== Extract ==
········

Id. at 654, 424 S.E.2d at 690.
    Here, there can be little doubt that at the time defendant spoke to the victim over the phone, he was not in her actual presence. However, by using the telephone, defendant had virtually the same capability to hear and be heard by the victim as he would have had if he were in the same room with the victim. Because this same conduct would constitute the taking of indecent liberties if defendant were in the victim's actual presence, we conclude the use of this technology, albeit arguably less than modern, renders defendant constructively present under these circumstances.
    We conclude that where, as here, the use of electronic technology enables the defendant to effectively carry out conduct: (1) that would constitute the taking of an indecent liberty if done in the victim's actual presence; (2) to substantially the same degree that could have been achieved in the victim's actual presence, he may be deemed constructively present by the law for purposes of proving the taking of indecent liberties with a child. Accordingly, we hold that defendant's use of the telephone placed him in the victim's constructive presence at the time he took the indecent liberties.    Defendant's final contention is that the State failed to sufficiently establish that his actions were done for the purpose of arousing or gratifying a sexual desire. We disagree.
    “A defendant's purpose, being a mental attitude, is seldom provable by direct evidence and must ordinarily be proven by inference.” State v. Campbell, 51 N.C. App. 418, 421, 276 S.E.2d 726, 729 (1981). Indeed, whether “the action was for the purpose of arousing or gratifying sexual desire, may be inferred from the evidence of the defendant's actions.” State v. Rhodes, 321 N.C. 102, 105, 361 S.E.2d 578, 580 (1987). Based on the evidence presented at trial, we conclude a rational juror could properly infer that defendant's conduct was for the purpose of arousing or gratifying a sexual desire.
    Having concluded the State presented substantial evidence of each element of the charged offense, we hold the trial court properly denied defendant's motion to dismiss.

II.
    Defendant next argues that the trial court erred by admitting evidence of other misconduct pursuant to N.C.R. Evid. 404(b). Defendant contends the trial court abused its discretion by failing to exclude the evidence related to the 1999 incident involving N.G., pursuant to N.C.R. Evid. 403.

········

== Task brief ==
Reproduce the part of the court opinion between "Having concluded the" and "motion to dismiss.", inclusive.

== Given data ==
········

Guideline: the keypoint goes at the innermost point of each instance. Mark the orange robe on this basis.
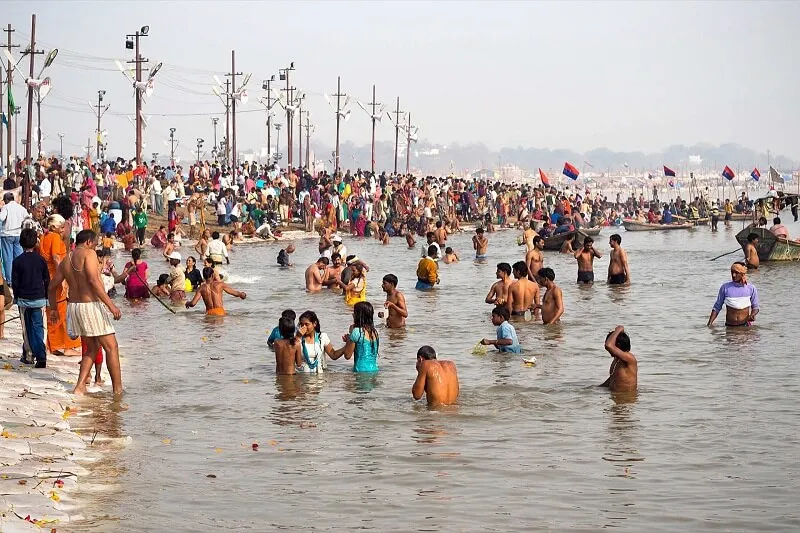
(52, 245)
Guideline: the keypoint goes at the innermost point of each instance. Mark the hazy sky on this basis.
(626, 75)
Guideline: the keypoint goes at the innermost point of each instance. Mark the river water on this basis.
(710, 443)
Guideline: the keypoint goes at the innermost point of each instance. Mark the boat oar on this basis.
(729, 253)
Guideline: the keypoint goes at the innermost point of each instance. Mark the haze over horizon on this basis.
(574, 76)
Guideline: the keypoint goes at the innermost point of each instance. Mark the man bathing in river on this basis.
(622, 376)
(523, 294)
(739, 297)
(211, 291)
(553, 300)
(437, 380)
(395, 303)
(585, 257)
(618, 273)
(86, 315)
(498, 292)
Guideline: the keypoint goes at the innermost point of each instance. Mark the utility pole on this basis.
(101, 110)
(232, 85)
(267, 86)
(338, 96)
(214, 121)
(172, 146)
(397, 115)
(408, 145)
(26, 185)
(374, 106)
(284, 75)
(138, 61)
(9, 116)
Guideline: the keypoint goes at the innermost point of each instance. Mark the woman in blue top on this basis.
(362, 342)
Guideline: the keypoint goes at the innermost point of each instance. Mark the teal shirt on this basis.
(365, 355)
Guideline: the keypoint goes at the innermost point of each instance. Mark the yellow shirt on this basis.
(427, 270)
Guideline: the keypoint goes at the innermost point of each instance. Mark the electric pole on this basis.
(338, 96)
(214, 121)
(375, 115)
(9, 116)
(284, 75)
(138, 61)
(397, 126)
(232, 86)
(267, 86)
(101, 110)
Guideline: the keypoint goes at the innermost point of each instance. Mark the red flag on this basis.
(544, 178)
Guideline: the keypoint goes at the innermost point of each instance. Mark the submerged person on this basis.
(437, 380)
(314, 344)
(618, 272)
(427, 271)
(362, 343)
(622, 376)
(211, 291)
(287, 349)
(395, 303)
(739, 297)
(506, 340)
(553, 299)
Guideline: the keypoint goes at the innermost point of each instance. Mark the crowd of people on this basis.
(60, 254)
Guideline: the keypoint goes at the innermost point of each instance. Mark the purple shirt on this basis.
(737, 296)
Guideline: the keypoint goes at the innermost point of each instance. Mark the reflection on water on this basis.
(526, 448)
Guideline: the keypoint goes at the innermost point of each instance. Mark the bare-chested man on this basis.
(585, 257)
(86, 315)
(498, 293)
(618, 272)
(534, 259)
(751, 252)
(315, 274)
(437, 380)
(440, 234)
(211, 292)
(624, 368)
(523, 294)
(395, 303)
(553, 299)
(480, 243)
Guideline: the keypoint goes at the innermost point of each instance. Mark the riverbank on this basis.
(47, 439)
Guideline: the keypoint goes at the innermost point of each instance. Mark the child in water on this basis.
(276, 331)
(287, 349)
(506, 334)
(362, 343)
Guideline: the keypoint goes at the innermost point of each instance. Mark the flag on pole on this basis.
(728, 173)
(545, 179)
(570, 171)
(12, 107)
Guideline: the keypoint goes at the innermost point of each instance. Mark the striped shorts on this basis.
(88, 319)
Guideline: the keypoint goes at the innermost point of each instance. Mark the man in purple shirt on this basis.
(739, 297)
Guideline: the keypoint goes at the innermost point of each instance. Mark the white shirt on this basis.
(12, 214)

········

== Response ==
Having concluded the State presented substantial evidence of each element of the charged offense, we hold the trial court properly denied defendant's motion to dismiss.